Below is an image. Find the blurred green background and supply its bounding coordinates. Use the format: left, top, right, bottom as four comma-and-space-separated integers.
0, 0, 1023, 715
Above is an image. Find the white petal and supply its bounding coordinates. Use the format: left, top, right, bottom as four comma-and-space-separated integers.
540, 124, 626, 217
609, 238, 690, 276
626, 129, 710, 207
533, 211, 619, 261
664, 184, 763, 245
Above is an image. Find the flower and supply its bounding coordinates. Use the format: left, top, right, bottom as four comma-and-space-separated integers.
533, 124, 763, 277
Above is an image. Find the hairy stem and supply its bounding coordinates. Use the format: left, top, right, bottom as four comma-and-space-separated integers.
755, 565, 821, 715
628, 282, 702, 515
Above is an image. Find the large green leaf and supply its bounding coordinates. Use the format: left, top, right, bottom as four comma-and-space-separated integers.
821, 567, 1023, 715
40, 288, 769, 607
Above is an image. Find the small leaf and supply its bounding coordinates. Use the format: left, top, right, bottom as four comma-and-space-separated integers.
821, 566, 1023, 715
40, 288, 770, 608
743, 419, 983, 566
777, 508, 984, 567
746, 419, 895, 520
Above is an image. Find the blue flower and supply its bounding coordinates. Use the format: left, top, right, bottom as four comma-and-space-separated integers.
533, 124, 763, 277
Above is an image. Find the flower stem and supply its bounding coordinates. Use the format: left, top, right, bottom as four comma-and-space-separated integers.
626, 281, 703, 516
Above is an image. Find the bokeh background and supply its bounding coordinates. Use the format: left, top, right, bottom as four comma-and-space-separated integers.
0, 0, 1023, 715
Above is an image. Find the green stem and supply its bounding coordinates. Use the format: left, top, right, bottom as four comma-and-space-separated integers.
#####
Given task: Rewrite the listing above, replacing every "supply" with "provide" and keeping all other text the same.

Solution to the exercise:
Below is an image. Find the blurred green background and provide its bounding coordinates. Use the format: left, top, right, bottom as four comma-and-space-separated integers.
0, 0, 1023, 715
Above is an image. Find the white petal and provide its bounding coordinates. Use the format: left, top, right, bottom as four comma-and-space-separated integers.
540, 124, 626, 217
609, 238, 690, 276
626, 129, 710, 207
533, 211, 619, 261
664, 184, 763, 245
Above is an image. Find the flower and provide its bounding coordinates. Use the format: left, top, right, bottom as four comma-and-space-separated integers.
533, 124, 763, 277
Above is an image. Find the hairy stem and provide its bounding coordinates. Use the format: left, top, right, bottom as four comma-and-space-separated integers.
755, 565, 821, 715
628, 282, 702, 515
Above is an image. Find the large green leaf and provide its bounding coordinates. Use the format: left, top, right, bottom as four comma-and-space-separated integers.
821, 567, 1023, 715
40, 288, 769, 607
Above is an image. Find the small leaf and provide its bounding coordinates. Use the format: left, top, right, bottom as four comma-and-space-separated integers.
821, 566, 1023, 715
40, 288, 770, 608
743, 419, 983, 566
777, 508, 984, 567
746, 419, 895, 520
Above is an image. Find the blue flower and provide its bounding coordinates. Use the format: left, top, right, bottom as four comma-and-space-separated integers.
533, 124, 763, 277
Above is an image. Find the flower stem and provide its bounding coordinates. Use the format: left, top, right, bottom as four comma-and-space-separated integers.
626, 281, 703, 516
Above is an image. Find the bokeh background and provide its bounding coordinates. Use the format: left, top, right, bottom as four comma-and-space-separated integers.
0, 0, 1023, 715
Above is an image. Find the green stem and provide its bounding coordinates. Use the format: left, top, right, bottom as four comma-and-space-separated integers.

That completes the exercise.